L’entreprise a constaté une impulsion de la créativité de ses collaborateurs et des coûts de pièces de rechange compétitifs par rapport à la sous-traitance employée auparavant.
Quels bénéfices concrets ont été observés par ces entreprises ?
Les bénéfices sont souvent spectaculaires. En voici quelques-uns :
- Réduction des délais : une pièce habituellement livrée en 6 à 8 semaines peut être imprimée en moins de 24 heures, ce qui évite des arrêts de ligne coûteux.
- Économie de coûts : certaines entreprises ont constaté jusqu’à 60 à 80 % d’économies sur le coût unitaire d’une pièce, surtout lorsqu’il s’agit de petites séries ou de pièces obsolètes.
- Réduction des stocks : plus besoin de stocker des centaines de pièces. La fabrication à la demande permet de libérer de la surface et de réduire les immobilisations financières.
- Flexibilité : les pièces peuvent être modifiées en quelques clics, testées, améliorées, et adaptées sans refaire un outillage.
Comment une entreprise confrontée à des défis quotidiens en matière de maintenance, tels que des ruptures d’approvisionnement, des délais de livraison trop longs ou des coûts trop élevés, peut-elle évaluer si l’impression 3D constitue une solution adaptée pour la production de ses pièces de rechange ?
Nous recommandons une phase de diagnostic avec les ingénieurs d’application Stratasys. Cela passe par l’identification des pièces critiques ou problématiques : délais trop longs, fournisseurs non réactifs, pièces obsolètes ou très coûteuses.

▬▬▬▬▬▬▬▬▬▬

Reprenez le texte sur l'impression 3D des pièces de rechange en commençant par « - Réduction des stocks » et en allant jusqu'à « les immobilisations financières. ». Substituez-y « place » à « surface ». Les entrées n'ont aucun rapport avec le texte sur l'impression 3D.

▬▬▬▬▬▬▬▬▬▬

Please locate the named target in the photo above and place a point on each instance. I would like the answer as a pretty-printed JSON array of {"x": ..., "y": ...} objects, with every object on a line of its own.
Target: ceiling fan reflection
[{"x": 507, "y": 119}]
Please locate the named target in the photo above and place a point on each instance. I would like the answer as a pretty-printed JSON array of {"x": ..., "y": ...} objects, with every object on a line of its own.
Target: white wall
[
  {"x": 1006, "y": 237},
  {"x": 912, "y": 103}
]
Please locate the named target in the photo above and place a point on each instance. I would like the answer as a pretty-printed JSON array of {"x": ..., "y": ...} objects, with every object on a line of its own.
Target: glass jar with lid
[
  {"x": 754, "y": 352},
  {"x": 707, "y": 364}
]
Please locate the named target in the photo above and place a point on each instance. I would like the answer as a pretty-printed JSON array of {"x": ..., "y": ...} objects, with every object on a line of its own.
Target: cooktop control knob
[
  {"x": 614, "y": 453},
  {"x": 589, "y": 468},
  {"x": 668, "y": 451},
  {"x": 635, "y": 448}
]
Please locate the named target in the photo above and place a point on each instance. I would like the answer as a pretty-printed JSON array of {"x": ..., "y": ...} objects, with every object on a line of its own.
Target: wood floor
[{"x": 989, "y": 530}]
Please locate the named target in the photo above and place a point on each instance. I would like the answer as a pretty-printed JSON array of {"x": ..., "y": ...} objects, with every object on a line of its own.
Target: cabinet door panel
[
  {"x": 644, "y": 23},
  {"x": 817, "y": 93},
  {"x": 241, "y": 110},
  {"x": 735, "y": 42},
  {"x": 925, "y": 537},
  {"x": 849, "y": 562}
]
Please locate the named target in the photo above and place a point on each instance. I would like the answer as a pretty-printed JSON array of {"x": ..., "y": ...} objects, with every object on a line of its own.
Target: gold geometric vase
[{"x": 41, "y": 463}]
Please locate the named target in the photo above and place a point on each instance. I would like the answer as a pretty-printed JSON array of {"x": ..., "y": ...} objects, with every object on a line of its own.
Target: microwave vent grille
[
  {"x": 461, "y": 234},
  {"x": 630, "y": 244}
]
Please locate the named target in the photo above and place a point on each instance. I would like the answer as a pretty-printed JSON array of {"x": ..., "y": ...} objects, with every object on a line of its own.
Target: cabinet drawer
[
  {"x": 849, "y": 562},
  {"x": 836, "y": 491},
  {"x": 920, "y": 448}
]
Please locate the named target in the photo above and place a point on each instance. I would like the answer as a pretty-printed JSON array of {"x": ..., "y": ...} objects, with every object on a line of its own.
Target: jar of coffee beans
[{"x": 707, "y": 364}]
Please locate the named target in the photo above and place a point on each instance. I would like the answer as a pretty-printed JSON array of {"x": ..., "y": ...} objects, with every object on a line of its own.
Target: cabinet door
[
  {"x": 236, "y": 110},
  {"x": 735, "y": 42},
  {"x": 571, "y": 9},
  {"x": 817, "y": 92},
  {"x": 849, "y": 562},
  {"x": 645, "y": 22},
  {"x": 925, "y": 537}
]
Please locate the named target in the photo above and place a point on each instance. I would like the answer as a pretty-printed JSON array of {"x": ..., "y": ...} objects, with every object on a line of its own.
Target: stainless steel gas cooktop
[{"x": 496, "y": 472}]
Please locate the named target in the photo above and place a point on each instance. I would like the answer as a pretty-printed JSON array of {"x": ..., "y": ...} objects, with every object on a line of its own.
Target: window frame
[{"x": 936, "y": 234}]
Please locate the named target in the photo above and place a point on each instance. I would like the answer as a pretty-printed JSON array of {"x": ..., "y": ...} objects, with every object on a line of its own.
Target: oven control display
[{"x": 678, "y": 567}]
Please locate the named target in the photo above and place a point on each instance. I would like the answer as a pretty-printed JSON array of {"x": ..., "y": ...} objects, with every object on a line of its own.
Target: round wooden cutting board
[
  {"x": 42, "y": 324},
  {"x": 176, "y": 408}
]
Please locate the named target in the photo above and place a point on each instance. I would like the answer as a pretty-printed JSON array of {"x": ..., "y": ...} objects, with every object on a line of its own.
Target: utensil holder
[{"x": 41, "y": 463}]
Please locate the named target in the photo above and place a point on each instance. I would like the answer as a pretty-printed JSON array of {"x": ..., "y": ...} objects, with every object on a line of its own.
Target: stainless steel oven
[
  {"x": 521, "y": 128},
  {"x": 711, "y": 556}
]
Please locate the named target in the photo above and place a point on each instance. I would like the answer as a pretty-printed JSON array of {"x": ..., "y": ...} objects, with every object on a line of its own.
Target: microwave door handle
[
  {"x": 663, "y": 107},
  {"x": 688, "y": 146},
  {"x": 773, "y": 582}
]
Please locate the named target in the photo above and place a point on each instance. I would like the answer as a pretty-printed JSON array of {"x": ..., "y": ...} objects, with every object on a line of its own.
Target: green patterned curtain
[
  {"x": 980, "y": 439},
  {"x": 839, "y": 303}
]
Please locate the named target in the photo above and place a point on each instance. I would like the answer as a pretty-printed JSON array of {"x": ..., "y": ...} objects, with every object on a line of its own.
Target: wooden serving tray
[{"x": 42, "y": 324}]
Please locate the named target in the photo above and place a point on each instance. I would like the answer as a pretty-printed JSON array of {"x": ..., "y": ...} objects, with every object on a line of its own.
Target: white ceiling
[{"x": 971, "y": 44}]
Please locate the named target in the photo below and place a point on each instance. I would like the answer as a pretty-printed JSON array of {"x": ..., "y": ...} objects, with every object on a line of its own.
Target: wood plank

▬▬▬▬▬▬▬▬▬▬

(RÉPONSE)
- Réduction des stocks : plus besoin de stocker des centaines de pièces. La fabrication à la demande permet de libérer de la place et de réduire les immobilisations financières.